[Data records]

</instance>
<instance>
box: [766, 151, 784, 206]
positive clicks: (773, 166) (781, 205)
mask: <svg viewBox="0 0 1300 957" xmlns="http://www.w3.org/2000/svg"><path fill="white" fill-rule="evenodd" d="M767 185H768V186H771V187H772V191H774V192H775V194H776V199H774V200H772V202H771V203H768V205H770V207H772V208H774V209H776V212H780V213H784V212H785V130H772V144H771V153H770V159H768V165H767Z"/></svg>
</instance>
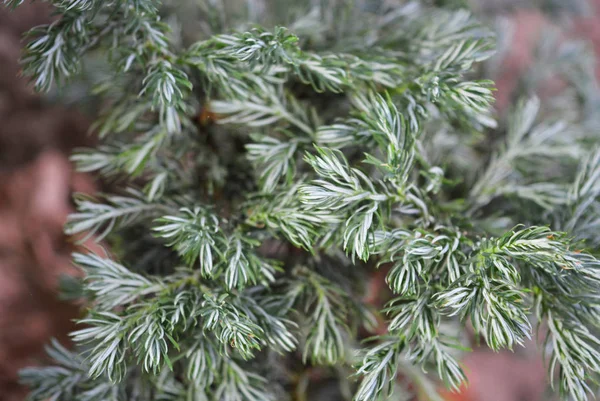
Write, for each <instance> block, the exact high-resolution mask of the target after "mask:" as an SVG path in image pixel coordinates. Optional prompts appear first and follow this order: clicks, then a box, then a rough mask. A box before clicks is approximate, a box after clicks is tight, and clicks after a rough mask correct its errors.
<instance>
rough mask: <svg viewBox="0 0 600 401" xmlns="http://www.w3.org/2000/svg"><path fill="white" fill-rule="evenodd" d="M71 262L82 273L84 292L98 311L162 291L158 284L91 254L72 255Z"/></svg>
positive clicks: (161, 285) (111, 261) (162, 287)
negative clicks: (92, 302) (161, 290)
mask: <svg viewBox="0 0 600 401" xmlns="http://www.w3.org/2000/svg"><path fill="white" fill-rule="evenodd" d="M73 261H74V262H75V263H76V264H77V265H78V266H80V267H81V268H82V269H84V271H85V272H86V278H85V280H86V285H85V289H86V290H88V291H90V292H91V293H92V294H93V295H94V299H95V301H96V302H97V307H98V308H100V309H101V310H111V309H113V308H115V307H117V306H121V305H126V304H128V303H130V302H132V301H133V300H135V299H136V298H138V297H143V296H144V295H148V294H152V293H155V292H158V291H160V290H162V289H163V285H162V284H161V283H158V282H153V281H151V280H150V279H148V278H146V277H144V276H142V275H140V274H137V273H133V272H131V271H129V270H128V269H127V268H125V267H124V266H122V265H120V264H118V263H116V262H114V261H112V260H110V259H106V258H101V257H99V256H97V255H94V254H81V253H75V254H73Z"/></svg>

[What you are asked to do]
Once you have counted the lines of the records that contain the word "rough", give the count and nothing else.

[Your response]
2